__TEXT SHOWN__
>> Start

Readers react
September 2019
Examining the MAX
Our July/August article “Learning from the MAX” gave readers lots to think about. Herbert “Skip” Hickey, AIAA senior member emeritus, said that although the article was interesting, the pilots’ lack of surprise in the depicted scenario did not “properly emulate the performance” of the Lion Air and Ethiopian Airlines crews.
“Since the cause of the loss of control was known beforehand, the proper commands from the captain to the first officer [in the article] were given precisely and unequivocally and did not follow procedures as given in the flight manual to wit, the throttles were moved to idle. This was not in the flight manual. This eased the recovery procedure by reducing the nose up pitching moment and decreasing speed. As pointed out in the article, speed is the enemy because the increase in elevator hinge moments could result in excessive control forces making recovery from a nose low attitude difficult. So the simulation was interesting, it showed recovery could possibly have been accomplished provided the pilots did not follow handbook procedures.
“However, airline pilots assume emergency procedures have been verified and validated and, therefore, follow procedures. The MCAS is an ‘add on’ to the stall identification system already in the 737NG. … Since the MCAS was an add on, it was assumed by Boeing that the recovery procedures as provided for the 737NG would suffice. Thus, the simulation could have highlighted shortcomings in the procedures due to the addition of MCAS and their order of accomplishment. This could have been revealing and instructive,” wrote Hickey.
Others had a different take on the MAX story. For Mike Helton, a risk management expert and AIAA senior member, the article “relates the very tenuous boundary between a boring, ho-hum flight in a 737 MAX 8 airliner and one that suddenly goes unstable for the pilots, sending the aircraft into the ground at almost the speed of sound.
“It is rather obvious that the manufacturer does not have a process quality control system in the implementation of this aircraft. Reports on the continuing congressional hearings continue to expose other problems that were not considered before. A high-quality comprehensive set of processes at each phase with audit controls and standards would have picked up the many shortfalls in the design, development, testing and implementation of this vehicle. It might take a little longer and cost a little more up front, but today, we would have the MAX 8 flying and with a clean record.”

>> End

__DIRECTION A__
According to the readers' letters about the 737 MAX, what AIAA title does Herbert "Skip" Hickey hold?
The text and the records are unrelated to each other.

__THE INPUT__
>> Start

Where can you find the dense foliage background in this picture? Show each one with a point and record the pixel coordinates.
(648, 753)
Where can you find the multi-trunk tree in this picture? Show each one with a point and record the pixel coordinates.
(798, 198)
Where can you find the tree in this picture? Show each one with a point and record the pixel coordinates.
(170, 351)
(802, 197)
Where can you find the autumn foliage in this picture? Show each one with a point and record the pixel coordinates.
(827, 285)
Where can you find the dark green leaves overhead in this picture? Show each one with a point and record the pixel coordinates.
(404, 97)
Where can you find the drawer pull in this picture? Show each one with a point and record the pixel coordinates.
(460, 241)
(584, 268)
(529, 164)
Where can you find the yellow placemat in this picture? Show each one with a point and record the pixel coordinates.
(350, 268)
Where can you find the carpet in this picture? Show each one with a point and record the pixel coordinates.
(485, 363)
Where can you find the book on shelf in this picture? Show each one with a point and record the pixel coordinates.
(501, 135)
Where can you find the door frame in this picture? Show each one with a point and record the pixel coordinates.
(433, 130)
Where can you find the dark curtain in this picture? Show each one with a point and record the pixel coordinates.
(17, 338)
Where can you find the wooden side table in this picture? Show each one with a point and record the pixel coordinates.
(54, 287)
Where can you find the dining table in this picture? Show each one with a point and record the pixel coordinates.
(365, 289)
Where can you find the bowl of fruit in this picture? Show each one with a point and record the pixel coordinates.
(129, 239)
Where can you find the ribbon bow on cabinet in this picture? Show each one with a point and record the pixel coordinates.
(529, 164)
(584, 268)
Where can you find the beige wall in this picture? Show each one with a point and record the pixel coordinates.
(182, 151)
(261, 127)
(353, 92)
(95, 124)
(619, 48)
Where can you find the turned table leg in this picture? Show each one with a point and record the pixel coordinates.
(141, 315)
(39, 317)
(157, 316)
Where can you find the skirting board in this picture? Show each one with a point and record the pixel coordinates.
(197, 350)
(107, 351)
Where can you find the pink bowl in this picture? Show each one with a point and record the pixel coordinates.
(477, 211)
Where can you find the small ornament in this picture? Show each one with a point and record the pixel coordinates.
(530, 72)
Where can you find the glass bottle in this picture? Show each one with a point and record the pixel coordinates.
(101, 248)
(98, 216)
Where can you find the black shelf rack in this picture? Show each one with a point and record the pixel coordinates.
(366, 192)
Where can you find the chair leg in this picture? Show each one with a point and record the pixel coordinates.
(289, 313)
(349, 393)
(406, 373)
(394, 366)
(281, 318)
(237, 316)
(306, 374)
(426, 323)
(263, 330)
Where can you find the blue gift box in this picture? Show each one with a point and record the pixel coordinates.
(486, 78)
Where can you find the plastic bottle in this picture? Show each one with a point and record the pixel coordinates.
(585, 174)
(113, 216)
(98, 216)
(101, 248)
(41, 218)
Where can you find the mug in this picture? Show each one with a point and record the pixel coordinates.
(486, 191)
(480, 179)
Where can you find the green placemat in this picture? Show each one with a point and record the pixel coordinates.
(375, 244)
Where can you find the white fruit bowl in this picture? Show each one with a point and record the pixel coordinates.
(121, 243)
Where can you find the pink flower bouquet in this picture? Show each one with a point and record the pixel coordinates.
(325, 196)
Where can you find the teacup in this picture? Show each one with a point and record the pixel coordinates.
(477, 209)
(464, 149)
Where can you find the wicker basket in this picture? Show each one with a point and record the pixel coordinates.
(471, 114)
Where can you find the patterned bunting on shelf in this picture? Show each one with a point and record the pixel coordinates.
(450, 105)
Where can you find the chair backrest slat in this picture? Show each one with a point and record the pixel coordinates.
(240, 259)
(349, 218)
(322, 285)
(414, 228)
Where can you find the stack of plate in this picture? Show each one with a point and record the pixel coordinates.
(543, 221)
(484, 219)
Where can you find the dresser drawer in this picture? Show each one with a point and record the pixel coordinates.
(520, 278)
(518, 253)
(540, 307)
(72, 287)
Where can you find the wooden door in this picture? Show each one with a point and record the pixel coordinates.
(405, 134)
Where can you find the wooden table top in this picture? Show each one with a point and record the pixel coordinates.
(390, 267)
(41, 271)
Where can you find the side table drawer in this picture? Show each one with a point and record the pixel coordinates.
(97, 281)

>> End

__DIRECTION B__
Quote the records from the line containing "Where can you find the pink flower" through the end of the records.

__SOLUTION A__
Senior member emeritus

__SOLUTION B__
Where can you find the pink flower bouquet in this picture? Show each one with a point and record the pixel coordinates.
(325, 196)
Where can you find the teacup in this picture? Show each one with a point and record the pixel coordinates.
(477, 209)
(464, 149)
Where can you find the wicker basket in this picture? Show each one with a point and record the pixel coordinates.
(471, 114)
Where can you find the patterned bunting on shelf in this picture? Show each one with a point and record the pixel coordinates.
(450, 105)
Where can you find the chair backrest slat in this picture? Show each one with a point and record the pixel coordinates.
(240, 259)
(349, 218)
(322, 285)
(414, 228)
Where can you find the stack of plate in this picture? Show each one with a point and record the pixel coordinates.
(543, 221)
(484, 219)
Where can you find the dresser drawer in this picture? Show each one with a point and record the pixel coordinates.
(520, 278)
(518, 253)
(540, 307)
(72, 287)
Where can you find the wooden door in this picture? Show each one with a point and record the pixel coordinates.
(405, 134)
Where can you find the wooden table top in this picture? Show each one with a point and record the pixel coordinates.
(390, 267)
(41, 271)
Where can you find the side table drawer in this picture? Show each one with a point and record the pixel coordinates.
(97, 281)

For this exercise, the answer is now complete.